■ **GIVEN REQUEST A**
According to the column on the Thatcher statue, where and in what year was Margaret Thatcher's funeral held?
■ **GIVEN REQUEST B**
Transcribe the column on the Thatcher statue between "Updated: 14/02/2023" and "was almost genteel.", inclusive.
■ **GIVEN REQUEST C**
Go on with the column on the Thatcher statue, picking up after its final sentence.

■ **ARTICLE**
-- Begin --
Thatcher deserves to be remembered, not necessarily fondly, but as the historical figure she was, says Colin Brazier

Colin Brazier
Colin Brazier
GB News
Colin Brazier

By Colin Brazier


Published: 16/05/2022

- 17:18

Updated: 14/02/2023

- 11:25

Thatcher was gloriously complicated and controversial and full of contradictions

There’s a type of old-Lefty who can’t hear the words Margaret Thatcher without throwing a wobbly – or at least, an egg.

So it was yesterday. No sooner had a statue to the former Prime Minister been dropped onto its plinth in her home-town of Grantham, than it was hit by an egg thrown by a protester.


As gesture politics go, this was pretty limp. Public disorder for the Saga generation. Nobody was attempting to topple the bronze, or drag it into the nearest harbour. Just a little light egging. It was almost genteel.

But it’s worth reflecting again on why some people refuse to let their hatred of Mrs Thatcher go, long after her death.

I remember talking to demonstrators who gathered close to St Paul’s Cathedral, where her funeral was held in 2013.

One man, in his fifties, had modified that favourite rallying cry of Thatcher-baiting: Maggie Maggie Maggie, Out Out Out… to Maggie, Maggie, Maggie….dead, dead, dead.

What on earth possessed him to do that? It was utterly pathetic, puerile and, I have to say, predictable. Virtue signalling of the crassest kind.
-- End --
■ **LISTING**
-- Begin --
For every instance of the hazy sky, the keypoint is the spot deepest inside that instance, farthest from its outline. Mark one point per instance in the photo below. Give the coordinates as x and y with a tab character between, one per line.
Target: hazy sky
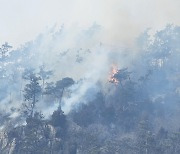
122	20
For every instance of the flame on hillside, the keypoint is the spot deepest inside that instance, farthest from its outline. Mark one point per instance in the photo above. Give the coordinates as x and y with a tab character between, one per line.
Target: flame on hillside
114	71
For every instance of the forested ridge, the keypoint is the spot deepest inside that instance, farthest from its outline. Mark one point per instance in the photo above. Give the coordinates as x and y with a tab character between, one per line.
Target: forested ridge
133	108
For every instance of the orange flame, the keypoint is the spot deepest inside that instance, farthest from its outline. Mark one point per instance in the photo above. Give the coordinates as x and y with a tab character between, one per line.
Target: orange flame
114	71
-- End --
■ **EXERCISE ANSWER A**
Her funeral was held at St Paul's Cathedral in 2013.

■ **EXERCISE ANSWER B**
Updated: 14/02/2023

- 11:25

Thatcher was gloriously complicated and controversial and full of contradictions

There’s a type of old-Lefty who can’t hear the words Margaret Thatcher without throwing a wobbly – or at least, an egg.

So it was yesterday. No sooner had a statue to the former Prime Minister been dropped onto its plinth in her home-town of Grantham, than it was hit by an egg thrown by a protester.


As gesture politics go, this was pretty limp. Public disorder for the Saga generation. Nobody was attempting to topple the bronze, or drag it into the nearest harbour. Just a little light egging. It was almost genteel.

■ **EXERCISE ANSWER C**
And he wasn’t alone. Britain was full of otherwise sensible people who celebrated the death of a woman, whose twilight years had been spent wandering through the fog of dementia, as if we’d just seen the demise of a notorious child-killer.

And, almost ten years later, it’s obvious this bizarre reflexive Thatcher-bashing still has its adherents. It says nothing about her, and everything about them.

Hating Thatcher is part of their identity. It makes them feel like better people, and maintaining their hatred makes them feel dedicated.

It does nothing of the kind. It just reminds anyone who can be bothered to notice, that these demi-demonstrators can’t get over that they lost the argument.

Thatcher was very far from perfect. As a Yorkshireman, I wish she hadn’t crushed the mineworkers in the way she did. But she won three elections. You can disagree with her methods, but you could never question her mandate.

She was also a trailblazer of the most profound kind. Not just the first female prime minister, but a working class woman who faced snobbery and disdain throughout her life. She was unusual for another reason.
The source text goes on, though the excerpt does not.